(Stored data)
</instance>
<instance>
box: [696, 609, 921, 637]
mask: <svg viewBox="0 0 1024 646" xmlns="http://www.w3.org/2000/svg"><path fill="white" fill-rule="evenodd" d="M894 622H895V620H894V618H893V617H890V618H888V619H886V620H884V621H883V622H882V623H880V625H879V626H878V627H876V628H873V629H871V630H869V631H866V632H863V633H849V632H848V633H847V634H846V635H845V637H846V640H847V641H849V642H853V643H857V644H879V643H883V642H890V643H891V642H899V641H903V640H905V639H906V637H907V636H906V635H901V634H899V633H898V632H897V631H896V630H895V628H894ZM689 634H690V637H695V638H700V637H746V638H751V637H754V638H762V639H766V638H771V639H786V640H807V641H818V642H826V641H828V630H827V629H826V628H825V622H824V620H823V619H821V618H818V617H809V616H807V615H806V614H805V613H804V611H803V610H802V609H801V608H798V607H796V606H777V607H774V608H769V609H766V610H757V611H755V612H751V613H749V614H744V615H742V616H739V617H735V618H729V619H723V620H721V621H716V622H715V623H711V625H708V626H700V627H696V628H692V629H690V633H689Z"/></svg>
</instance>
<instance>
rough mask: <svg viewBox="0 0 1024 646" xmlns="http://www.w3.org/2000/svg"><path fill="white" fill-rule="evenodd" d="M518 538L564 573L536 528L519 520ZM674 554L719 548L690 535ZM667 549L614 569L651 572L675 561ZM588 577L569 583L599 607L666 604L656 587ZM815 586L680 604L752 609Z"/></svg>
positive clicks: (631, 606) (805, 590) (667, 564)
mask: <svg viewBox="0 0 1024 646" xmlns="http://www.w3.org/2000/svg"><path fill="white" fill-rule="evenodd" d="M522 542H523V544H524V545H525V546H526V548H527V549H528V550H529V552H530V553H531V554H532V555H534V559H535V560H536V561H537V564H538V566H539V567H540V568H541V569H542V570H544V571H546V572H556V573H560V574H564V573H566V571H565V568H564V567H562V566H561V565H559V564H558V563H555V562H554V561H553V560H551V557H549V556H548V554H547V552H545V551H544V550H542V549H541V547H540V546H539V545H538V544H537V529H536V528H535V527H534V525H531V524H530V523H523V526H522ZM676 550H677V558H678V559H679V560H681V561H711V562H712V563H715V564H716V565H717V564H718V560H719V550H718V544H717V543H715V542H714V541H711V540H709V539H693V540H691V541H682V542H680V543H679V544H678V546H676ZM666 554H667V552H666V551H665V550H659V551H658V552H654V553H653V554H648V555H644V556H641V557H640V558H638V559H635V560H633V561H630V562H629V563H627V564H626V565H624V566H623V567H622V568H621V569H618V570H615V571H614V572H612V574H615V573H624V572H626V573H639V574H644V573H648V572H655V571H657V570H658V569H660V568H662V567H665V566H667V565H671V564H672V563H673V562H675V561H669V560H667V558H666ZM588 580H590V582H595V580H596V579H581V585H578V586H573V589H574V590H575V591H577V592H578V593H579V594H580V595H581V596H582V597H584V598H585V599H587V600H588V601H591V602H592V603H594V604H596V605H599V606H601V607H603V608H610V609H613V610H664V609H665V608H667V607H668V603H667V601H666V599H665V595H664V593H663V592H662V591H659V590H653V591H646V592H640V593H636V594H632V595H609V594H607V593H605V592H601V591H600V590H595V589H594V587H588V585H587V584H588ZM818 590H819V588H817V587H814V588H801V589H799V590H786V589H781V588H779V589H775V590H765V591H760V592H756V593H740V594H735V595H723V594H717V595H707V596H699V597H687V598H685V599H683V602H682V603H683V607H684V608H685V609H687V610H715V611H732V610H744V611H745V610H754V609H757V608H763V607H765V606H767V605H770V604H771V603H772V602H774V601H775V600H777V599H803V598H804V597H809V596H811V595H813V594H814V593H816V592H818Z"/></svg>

Exercise goal:
Print all records shown above, word for word.

Solution to the exercise:
</instance>
<instance>
box: [696, 609, 921, 637]
mask: <svg viewBox="0 0 1024 646" xmlns="http://www.w3.org/2000/svg"><path fill="white" fill-rule="evenodd" d="M894 622H895V620H894V618H893V617H890V618H888V619H886V620H884V621H883V622H882V623H880V625H879V626H878V627H876V628H873V629H871V630H869V631H866V632H863V633H849V632H848V633H847V634H846V635H845V637H846V640H847V641H849V642H853V643H857V644H879V643H883V642H890V643H891V642H899V641H903V640H905V639H906V637H907V636H906V635H901V634H899V633H898V632H897V631H896V630H895V628H894ZM689 634H690V637H695V638H700V637H746V638H751V637H754V638H762V639H766V638H771V639H786V640H807V641H818V642H826V641H828V630H827V629H826V628H825V622H824V620H823V619H821V618H818V617H809V616H807V615H806V614H805V613H804V611H803V610H802V609H801V608H798V607H796V606H777V607H774V608H769V609H766V610H757V611H755V612H751V613H749V614H744V615H742V616H739V617H735V618H729V619H723V620H721V621H716V622H715V623H711V625H708V626H700V627H696V628H692V629H690V633H689Z"/></svg>
</instance>
<instance>
rough mask: <svg viewBox="0 0 1024 646" xmlns="http://www.w3.org/2000/svg"><path fill="white" fill-rule="evenodd" d="M518 538L564 573L536 528L519 520ZM674 554L719 548L690 535ZM667 549L614 569L651 572L675 561ZM588 577L569 583L599 607L666 604L656 587ZM815 586L680 604L752 609Z"/></svg>
positive clicks: (631, 606) (805, 590) (667, 564)
mask: <svg viewBox="0 0 1024 646" xmlns="http://www.w3.org/2000/svg"><path fill="white" fill-rule="evenodd" d="M522 542H523V544H524V545H525V546H526V548H527V549H528V550H529V552H530V553H531V554H532V555H534V559H535V560H536V561H537V564H538V566H539V567H540V568H541V569H542V570H544V571H546V572H556V573H560V574H564V573H566V571H565V568H564V567H562V566H561V565H559V564H558V563H555V562H554V561H553V560H551V557H549V556H548V554H547V552H545V551H544V550H542V549H541V547H540V546H539V545H538V544H537V529H536V528H535V527H534V525H531V524H530V523H523V526H522ZM676 550H677V558H678V559H679V560H681V561H711V562H712V563H715V564H716V565H717V564H718V560H719V550H718V544H717V543H715V542H714V541H711V540H709V539H693V540H691V541H682V542H680V543H679V544H678V546H676ZM666 554H667V552H666V551H665V550H659V551H658V552H654V553H653V554H648V555H644V556H641V557H640V558H638V559H635V560H633V561H630V562H629V563H627V564H626V565H624V566H623V567H622V568H621V569H618V570H615V571H614V572H612V574H615V573H624V572H626V573H639V574H644V573H648V572H655V571H657V570H658V569H660V568H662V567H665V566H667V565H671V564H672V563H673V562H675V561H669V560H667V558H666ZM588 580H590V582H595V580H596V579H581V585H578V586H573V589H574V590H575V591H577V592H578V593H579V594H580V595H581V596H582V597H584V598H585V599H587V600H588V601H591V602H592V603H594V604H596V605H599V606H601V607H603V608H610V609H613V610H664V609H665V608H667V607H668V603H667V601H666V599H665V595H664V593H663V592H662V591H659V590H653V591H646V592H640V593H636V594H632V595H609V594H607V593H605V592H601V591H600V590H595V589H594V587H588V585H587V584H588ZM818 590H819V588H817V587H814V588H801V589H799V590H786V589H781V588H779V589H775V590H765V591H760V592H756V593H740V594H735V595H723V594H717V595H707V596H699V597H687V598H685V599H683V602H682V603H683V607H684V608H685V609H687V610H715V611H732V610H744V611H745V610H754V609H757V608H763V607H765V606H767V605H770V604H771V603H772V602H774V601H775V600H777V599H803V598H804V597H809V596H811V595H813V594H814V593H816V592H818Z"/></svg>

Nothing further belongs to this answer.